** Start The records **
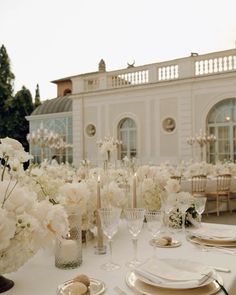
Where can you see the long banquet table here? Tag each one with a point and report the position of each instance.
(39, 276)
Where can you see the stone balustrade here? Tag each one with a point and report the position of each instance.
(190, 67)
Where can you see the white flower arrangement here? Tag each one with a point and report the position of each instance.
(82, 194)
(25, 223)
(173, 202)
(151, 186)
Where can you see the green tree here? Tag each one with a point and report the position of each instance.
(21, 105)
(37, 101)
(6, 90)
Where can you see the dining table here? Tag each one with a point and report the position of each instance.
(39, 276)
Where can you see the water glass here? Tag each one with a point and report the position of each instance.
(154, 223)
(134, 219)
(110, 220)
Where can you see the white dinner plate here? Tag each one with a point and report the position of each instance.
(215, 234)
(211, 242)
(146, 289)
(175, 273)
(174, 244)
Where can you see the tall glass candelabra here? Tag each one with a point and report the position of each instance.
(202, 139)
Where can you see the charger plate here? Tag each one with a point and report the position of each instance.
(174, 244)
(96, 287)
(145, 289)
(211, 242)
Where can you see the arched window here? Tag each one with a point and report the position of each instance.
(67, 91)
(221, 122)
(128, 135)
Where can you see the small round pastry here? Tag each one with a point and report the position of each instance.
(77, 288)
(162, 242)
(83, 279)
(169, 239)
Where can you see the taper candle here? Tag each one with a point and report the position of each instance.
(99, 193)
(134, 200)
(100, 246)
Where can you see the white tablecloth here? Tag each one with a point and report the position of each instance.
(211, 186)
(40, 277)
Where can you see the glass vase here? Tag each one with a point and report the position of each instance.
(68, 252)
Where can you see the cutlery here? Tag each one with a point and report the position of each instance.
(119, 291)
(216, 248)
(220, 269)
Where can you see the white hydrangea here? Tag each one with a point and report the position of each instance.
(7, 228)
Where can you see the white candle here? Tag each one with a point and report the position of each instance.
(69, 251)
(98, 193)
(99, 228)
(134, 200)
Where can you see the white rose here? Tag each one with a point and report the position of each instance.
(15, 144)
(7, 229)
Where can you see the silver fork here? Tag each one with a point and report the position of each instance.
(119, 291)
(217, 248)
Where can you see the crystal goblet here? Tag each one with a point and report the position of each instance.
(154, 220)
(200, 204)
(134, 219)
(110, 220)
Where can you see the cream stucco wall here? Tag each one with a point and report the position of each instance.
(188, 102)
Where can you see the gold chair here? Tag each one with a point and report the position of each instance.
(176, 177)
(222, 192)
(199, 185)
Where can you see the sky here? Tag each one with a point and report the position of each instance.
(52, 39)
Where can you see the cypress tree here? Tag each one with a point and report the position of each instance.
(37, 101)
(21, 106)
(6, 90)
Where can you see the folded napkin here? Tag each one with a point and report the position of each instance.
(174, 273)
(214, 233)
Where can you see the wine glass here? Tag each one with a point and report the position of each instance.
(184, 202)
(154, 219)
(200, 203)
(134, 219)
(167, 205)
(109, 220)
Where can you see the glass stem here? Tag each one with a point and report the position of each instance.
(110, 251)
(154, 250)
(135, 246)
(183, 224)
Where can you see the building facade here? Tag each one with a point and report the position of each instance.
(154, 108)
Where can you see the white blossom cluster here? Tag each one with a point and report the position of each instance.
(25, 223)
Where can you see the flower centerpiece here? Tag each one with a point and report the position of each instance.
(108, 145)
(26, 224)
(176, 201)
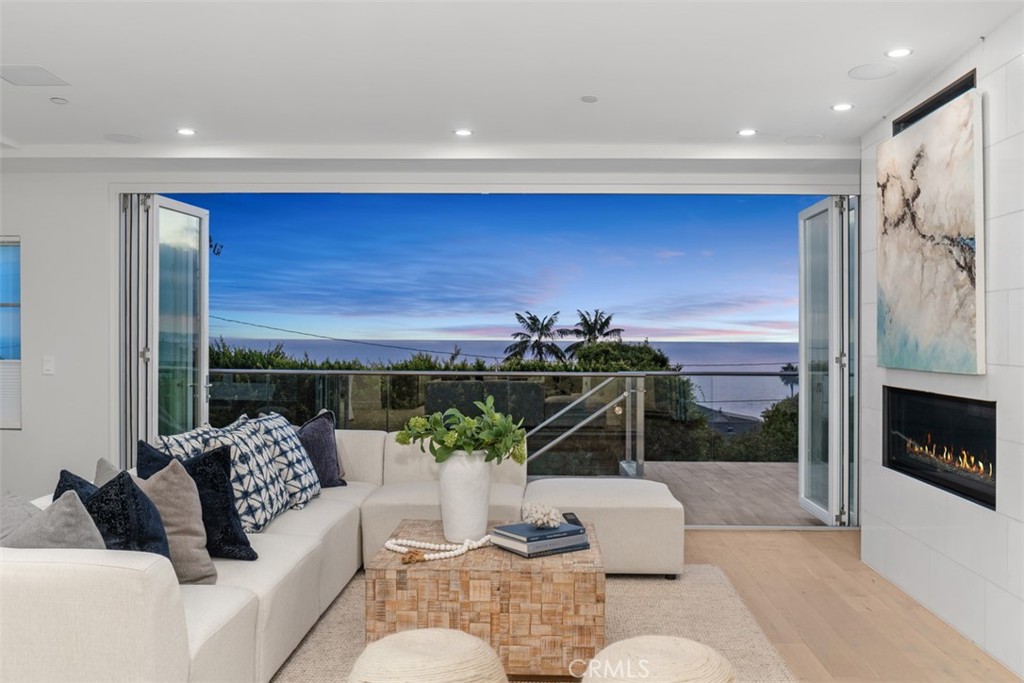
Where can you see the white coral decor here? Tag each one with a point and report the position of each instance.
(541, 515)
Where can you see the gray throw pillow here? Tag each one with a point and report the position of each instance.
(14, 511)
(105, 470)
(317, 438)
(176, 498)
(66, 523)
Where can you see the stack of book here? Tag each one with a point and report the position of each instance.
(530, 541)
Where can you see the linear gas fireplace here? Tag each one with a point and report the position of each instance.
(946, 441)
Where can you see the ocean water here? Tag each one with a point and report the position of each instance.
(742, 395)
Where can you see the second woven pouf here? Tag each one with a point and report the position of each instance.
(428, 655)
(658, 659)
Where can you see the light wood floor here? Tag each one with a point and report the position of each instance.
(833, 617)
(734, 494)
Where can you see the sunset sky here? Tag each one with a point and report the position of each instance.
(670, 267)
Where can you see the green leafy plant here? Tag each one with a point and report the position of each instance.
(496, 433)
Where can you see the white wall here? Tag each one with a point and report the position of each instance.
(958, 559)
(69, 227)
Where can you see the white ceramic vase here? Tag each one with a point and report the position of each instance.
(465, 488)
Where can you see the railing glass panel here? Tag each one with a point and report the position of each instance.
(581, 424)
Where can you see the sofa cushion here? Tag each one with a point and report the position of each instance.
(360, 454)
(291, 459)
(125, 517)
(336, 525)
(353, 492)
(404, 463)
(221, 624)
(90, 615)
(66, 523)
(259, 492)
(316, 435)
(210, 471)
(387, 506)
(639, 523)
(285, 581)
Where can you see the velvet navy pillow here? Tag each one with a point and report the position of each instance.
(317, 438)
(211, 472)
(125, 517)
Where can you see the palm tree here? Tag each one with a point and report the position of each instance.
(538, 338)
(591, 329)
(790, 380)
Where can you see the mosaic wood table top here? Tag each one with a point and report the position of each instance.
(540, 614)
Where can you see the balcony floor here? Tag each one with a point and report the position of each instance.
(734, 494)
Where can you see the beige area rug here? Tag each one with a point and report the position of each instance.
(701, 605)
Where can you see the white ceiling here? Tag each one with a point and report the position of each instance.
(389, 81)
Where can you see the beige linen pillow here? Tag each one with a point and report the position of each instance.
(173, 492)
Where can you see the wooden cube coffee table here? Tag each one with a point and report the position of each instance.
(539, 614)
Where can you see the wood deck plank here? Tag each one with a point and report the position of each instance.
(734, 494)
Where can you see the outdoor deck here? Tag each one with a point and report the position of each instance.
(734, 494)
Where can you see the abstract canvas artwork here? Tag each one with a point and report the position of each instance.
(930, 257)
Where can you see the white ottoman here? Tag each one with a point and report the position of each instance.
(639, 523)
(428, 655)
(658, 659)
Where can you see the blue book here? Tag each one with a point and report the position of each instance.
(584, 545)
(528, 532)
(534, 547)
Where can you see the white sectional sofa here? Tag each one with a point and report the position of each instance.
(116, 615)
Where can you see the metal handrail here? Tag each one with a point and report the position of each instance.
(499, 373)
(578, 426)
(569, 407)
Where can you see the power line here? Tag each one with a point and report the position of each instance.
(350, 341)
(735, 365)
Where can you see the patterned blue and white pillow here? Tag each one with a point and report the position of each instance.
(291, 459)
(185, 444)
(259, 492)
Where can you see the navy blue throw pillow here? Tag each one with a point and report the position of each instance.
(125, 516)
(211, 472)
(316, 436)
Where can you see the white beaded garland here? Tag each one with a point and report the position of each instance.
(441, 550)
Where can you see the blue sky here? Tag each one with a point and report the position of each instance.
(670, 267)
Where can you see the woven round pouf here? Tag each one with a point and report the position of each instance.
(658, 659)
(428, 655)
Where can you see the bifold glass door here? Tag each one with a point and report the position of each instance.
(826, 383)
(181, 345)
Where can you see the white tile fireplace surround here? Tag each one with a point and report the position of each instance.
(957, 558)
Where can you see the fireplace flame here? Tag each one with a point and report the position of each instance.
(964, 461)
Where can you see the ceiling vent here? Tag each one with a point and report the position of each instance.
(30, 76)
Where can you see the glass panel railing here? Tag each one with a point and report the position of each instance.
(735, 417)
(585, 424)
(386, 400)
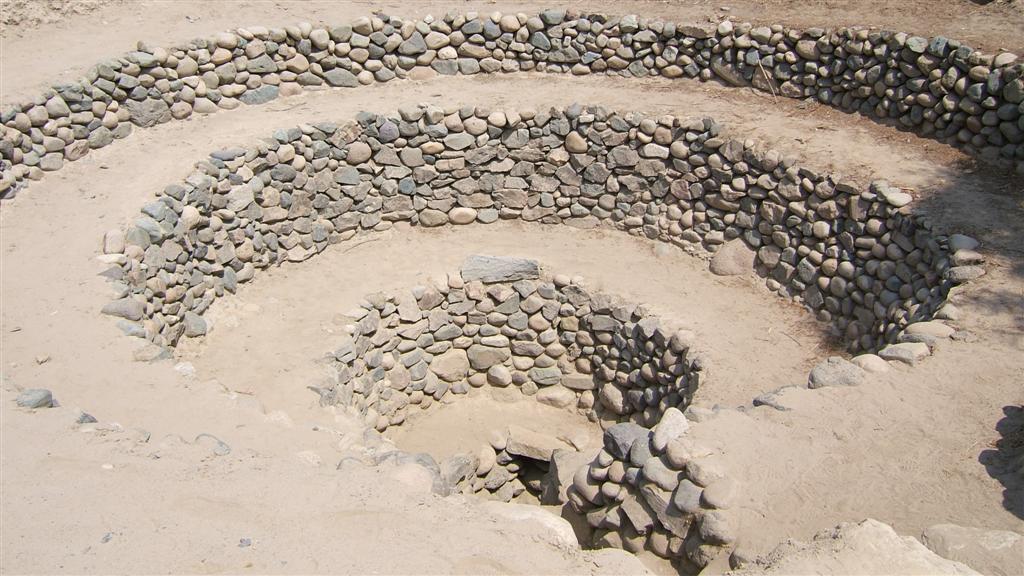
** End The records **
Directive
Report how many lines above contain the string "blue", with case counting, and give only the number.

Output below
4